**Reading passage**
■ ■ ■ ■ ■
First, set a maintenance window, and then once you have no clients running, you can do the stress testing.
https://github.com/jjziets/pytorch-benchmark-volta
A full suite of stress tests can be found in the docker image jjziets/vastai-benchmarks:latest in folder /app/
stress-ng - CPU stress
stress-ng - Drive stress
stress-ng - Memory stress
sysbench - Memory latency and speed benchmark
dd - Drive speed benchmark
Hashcat - Benchmark
bandwidthTest - GPU bandwidth benchmark
pytorch - Pytorch DL benchmark
#test or bash interface
sudo docker run --shm-size 1G --rm -it --gpus all jjziets/vastai-benchmarks /bin/bash
apt update && apt upgrade -y
./benchmark.sh
#Run using default settings Results are saved to ./output.
sudo docker run -v ${PWD}/output:/app/output --shm-size 1G --rm -it --gpus all jjziets/vastai-benchmarks
Run with parameters SLEEP_TIME/BENCH_TIME
sudo docker run -v ${PWD}/output:/app/output --shm-size 1G --rm -it -e SLEEP_TIME=2 -e BENCH_TIME=2 --gpus all jjziets/vastai-benchmarks
You can also do a GPU burn test.
sudo docker run --gpus all --rm oguzpastirmaci/gpu-burn <test duration in seconds>
If you want to run it for one GPU, run the command below, replacing the x with the GPU number starting at 0.
sudo docker run --gpus '"device=x"' --rm oguzpastirmaci/gpu-burn <test duration in seconds>
*Based on Leona / vast.ai-tools
Recommended: DC Watchdog — A managed SaaS uptime monitoring service that replaces the self-hosted Telegram bot. Features include:
- Multi-machine monitoring with lightweight agents
- Alerts via Telegram, email, and push notifications
- Centralized dashboard with history and analytics
- No need to run your own server — the agents report to the CryptoLabs cloud
Legacy self-hosted bot (still works for simple setups): This is a set of scripts for monitoring machine crashes. Run the client on your Vast.ai machine and the server on a remote one. You get notifications on Telegram if no heartbeats are sent within the timeout (default 12 seconds). https://github.com/jjziets/Telegram-Vast-Uptime-Bot
Based on RTX 3090 120MHz for eth. It sets the price of my two hosts. It works with a custom Vast CLI which can be found here https://github.com/jjziets/vast-python/blob/master/vast.py The manager is here https://github.com/jjziets/vasttools/blob/main/setprice.sh
This should be run on a VPS, not on a host. Do not expose your Vast API keys by using it on the host.
■ ■ ■ ■ ■
(Examples of point labeling)
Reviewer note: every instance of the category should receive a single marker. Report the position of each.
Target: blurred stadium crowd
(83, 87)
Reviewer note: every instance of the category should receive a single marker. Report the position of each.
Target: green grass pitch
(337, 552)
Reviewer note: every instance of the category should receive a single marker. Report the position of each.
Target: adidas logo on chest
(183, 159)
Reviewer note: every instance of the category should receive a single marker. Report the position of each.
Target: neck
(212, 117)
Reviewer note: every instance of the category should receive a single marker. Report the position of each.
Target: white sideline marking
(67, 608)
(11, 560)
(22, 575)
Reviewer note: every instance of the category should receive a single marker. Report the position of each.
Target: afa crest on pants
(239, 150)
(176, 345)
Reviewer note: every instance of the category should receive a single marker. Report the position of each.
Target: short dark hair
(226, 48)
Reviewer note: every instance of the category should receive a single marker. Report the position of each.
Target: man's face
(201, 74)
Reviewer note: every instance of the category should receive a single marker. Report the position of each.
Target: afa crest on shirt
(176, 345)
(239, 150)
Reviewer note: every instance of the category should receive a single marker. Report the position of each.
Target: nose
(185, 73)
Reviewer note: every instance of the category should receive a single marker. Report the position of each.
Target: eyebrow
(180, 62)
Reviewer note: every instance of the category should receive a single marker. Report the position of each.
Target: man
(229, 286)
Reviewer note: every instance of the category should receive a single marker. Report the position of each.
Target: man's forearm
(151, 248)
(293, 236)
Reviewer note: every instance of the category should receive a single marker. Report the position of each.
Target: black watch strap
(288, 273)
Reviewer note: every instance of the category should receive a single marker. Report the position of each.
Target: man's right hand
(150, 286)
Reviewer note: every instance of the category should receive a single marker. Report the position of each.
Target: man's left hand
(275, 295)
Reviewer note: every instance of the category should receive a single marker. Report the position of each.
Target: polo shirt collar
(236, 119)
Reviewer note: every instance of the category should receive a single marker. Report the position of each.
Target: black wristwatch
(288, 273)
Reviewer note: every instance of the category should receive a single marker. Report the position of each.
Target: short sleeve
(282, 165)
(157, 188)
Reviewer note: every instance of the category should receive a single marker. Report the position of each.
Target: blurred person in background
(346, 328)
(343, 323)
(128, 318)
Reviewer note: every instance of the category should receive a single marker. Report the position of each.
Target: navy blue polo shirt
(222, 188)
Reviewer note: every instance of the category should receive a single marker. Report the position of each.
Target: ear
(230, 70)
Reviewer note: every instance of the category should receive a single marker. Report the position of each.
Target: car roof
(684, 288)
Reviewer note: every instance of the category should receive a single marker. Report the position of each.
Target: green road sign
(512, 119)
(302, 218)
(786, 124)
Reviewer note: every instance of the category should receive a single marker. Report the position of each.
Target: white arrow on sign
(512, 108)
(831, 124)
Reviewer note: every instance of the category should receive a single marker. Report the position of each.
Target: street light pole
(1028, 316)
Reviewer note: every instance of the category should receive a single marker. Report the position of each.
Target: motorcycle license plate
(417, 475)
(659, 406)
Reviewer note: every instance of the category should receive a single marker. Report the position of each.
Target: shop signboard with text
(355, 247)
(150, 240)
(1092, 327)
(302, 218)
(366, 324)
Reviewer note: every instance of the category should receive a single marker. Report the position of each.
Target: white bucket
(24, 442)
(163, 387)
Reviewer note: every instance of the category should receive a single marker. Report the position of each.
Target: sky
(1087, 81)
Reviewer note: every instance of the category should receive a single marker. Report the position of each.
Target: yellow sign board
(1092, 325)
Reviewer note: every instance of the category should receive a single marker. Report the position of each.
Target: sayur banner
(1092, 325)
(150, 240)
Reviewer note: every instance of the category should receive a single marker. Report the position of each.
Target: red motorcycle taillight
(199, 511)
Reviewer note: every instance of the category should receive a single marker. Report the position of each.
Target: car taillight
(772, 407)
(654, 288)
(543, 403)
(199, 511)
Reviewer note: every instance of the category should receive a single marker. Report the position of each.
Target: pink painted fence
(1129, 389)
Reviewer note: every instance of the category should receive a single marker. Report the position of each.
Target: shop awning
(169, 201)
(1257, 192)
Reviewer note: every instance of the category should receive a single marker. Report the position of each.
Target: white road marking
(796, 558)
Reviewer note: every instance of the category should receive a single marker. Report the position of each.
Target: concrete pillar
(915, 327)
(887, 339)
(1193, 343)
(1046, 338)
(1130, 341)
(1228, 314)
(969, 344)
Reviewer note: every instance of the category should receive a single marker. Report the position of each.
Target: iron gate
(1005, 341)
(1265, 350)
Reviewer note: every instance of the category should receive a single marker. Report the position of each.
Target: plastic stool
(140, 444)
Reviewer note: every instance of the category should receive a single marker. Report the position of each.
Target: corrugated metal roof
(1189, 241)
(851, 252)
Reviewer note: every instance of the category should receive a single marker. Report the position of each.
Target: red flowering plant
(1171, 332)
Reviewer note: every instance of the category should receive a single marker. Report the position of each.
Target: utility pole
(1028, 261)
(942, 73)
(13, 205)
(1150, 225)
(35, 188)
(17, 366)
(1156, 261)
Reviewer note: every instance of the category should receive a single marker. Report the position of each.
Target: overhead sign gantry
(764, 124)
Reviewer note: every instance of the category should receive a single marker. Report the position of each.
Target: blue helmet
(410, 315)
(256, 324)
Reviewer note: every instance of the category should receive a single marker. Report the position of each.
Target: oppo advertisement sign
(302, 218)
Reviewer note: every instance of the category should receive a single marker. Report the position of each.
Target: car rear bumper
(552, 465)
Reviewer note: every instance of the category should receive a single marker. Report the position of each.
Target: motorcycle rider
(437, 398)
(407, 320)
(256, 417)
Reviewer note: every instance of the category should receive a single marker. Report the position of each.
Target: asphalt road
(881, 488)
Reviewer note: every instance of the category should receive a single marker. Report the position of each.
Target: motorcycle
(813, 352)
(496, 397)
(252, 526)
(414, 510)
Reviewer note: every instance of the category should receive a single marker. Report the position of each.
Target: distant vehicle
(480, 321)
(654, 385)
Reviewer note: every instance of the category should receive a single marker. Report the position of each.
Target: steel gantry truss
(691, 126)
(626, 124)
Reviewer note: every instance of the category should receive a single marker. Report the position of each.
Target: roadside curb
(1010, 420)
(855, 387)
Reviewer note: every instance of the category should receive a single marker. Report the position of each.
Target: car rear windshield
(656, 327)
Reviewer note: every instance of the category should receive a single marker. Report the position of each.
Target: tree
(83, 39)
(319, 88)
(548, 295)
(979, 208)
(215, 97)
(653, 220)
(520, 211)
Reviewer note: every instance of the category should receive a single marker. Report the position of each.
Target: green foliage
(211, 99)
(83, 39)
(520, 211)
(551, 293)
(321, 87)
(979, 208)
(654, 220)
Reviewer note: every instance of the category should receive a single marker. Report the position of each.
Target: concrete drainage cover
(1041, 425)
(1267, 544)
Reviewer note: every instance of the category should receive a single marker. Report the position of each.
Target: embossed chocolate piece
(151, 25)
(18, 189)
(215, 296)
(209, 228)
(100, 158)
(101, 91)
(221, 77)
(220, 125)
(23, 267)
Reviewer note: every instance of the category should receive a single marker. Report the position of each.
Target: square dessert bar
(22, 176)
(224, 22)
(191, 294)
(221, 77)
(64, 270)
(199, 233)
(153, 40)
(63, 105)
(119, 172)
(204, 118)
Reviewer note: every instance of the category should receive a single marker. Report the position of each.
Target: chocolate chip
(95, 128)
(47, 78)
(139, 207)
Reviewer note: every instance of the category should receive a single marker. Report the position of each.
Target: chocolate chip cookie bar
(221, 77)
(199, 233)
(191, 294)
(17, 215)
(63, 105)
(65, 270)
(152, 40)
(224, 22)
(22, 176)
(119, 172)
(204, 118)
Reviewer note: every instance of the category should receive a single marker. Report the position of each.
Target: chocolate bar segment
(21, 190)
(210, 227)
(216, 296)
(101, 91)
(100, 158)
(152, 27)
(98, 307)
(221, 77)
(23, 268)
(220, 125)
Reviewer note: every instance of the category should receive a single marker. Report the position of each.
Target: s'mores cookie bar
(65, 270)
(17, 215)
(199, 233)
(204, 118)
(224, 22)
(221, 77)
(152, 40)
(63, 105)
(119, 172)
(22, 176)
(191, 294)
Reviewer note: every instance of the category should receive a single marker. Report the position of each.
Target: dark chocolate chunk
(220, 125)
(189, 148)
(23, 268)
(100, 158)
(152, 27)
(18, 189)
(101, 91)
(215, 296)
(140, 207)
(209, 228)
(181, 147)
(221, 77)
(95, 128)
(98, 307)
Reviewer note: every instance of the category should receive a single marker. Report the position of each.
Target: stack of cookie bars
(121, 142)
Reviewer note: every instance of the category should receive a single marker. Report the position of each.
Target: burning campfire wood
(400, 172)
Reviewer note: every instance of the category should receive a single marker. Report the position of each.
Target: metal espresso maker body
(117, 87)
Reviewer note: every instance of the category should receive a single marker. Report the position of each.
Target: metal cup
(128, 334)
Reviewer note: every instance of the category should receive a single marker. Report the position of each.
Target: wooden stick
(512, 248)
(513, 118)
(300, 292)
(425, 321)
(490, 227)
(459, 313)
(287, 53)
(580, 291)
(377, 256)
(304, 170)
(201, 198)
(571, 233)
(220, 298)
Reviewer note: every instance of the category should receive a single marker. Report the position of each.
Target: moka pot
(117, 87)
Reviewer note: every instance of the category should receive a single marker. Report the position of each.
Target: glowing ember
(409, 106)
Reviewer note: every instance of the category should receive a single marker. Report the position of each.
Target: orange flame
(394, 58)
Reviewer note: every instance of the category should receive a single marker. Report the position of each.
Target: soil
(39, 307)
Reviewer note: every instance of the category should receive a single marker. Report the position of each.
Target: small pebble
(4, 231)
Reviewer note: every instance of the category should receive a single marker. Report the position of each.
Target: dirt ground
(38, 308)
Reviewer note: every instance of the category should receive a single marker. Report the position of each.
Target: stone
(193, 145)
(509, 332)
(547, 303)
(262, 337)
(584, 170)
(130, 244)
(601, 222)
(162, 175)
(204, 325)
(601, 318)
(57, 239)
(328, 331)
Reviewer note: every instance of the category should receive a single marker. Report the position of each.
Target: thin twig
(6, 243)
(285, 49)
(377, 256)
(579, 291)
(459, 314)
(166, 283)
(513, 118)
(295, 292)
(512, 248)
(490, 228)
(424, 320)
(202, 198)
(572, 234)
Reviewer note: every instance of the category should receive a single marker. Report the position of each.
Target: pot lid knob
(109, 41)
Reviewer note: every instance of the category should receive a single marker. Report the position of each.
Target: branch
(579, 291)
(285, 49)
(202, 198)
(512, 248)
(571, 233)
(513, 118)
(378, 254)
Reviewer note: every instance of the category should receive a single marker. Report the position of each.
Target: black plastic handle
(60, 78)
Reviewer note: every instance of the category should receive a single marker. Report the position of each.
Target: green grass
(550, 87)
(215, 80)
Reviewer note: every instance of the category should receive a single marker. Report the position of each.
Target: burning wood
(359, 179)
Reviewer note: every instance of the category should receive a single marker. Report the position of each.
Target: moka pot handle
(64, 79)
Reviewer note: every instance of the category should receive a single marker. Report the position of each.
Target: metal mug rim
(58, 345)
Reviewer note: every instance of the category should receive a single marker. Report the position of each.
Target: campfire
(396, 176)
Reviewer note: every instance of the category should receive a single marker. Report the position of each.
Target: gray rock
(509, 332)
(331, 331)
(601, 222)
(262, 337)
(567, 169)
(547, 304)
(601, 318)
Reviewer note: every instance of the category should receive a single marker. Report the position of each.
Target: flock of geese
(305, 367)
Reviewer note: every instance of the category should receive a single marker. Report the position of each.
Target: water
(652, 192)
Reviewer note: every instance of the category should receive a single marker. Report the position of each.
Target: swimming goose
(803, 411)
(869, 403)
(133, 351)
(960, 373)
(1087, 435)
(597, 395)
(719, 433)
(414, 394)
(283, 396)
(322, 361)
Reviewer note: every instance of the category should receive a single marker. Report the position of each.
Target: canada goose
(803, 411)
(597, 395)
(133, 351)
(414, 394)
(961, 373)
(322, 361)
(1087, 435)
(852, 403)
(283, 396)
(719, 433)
■ ■ ■ ■ ■
**Tasks to perform**
#1 Summarize the passage on host testing and monitoring in two sentences.
#2 Answer these questions from the passage on host testing and monitoring:
(a) Which tool serves as the memory latency and speed benchmark?
(b) What is the default heartbeat timeout of the legacy self-hosted bot?
(c) Where should the price-setting tool be run?
#3 Reproduce the part of the passage on host testing and monitoring that opens with the words containing "sudo docker run --gpus all" and closes with "starting at 0.".
The entries have no connection to the passage on host testing and monitoring.

**Solutions to the exercise**
#1 Once a maintenance window is set and no clients are running, a full suite of stress tests can be run from the docker image jjziets/vastai-benchmarks:latest, and a GPU burn test is also available. For crash monitoring, DC Watchdog is recommended as a managed uptime service, though a legacy self-hosted Telegram bot still works for simple setups, and the price-setting tool should be run on a VPS rather than a host to avoid exposing Vast API keys.

#2
(a) sysbench
(b) 12 seconds
(c) On a VPS, not on a host

#3
sudo docker run --gpus all --rm oguzpastirmaci/gpu-burn <test duration in seconds>
If you want to run it for one GPU, run the command below, replacing the x with the GPU number starting at 0.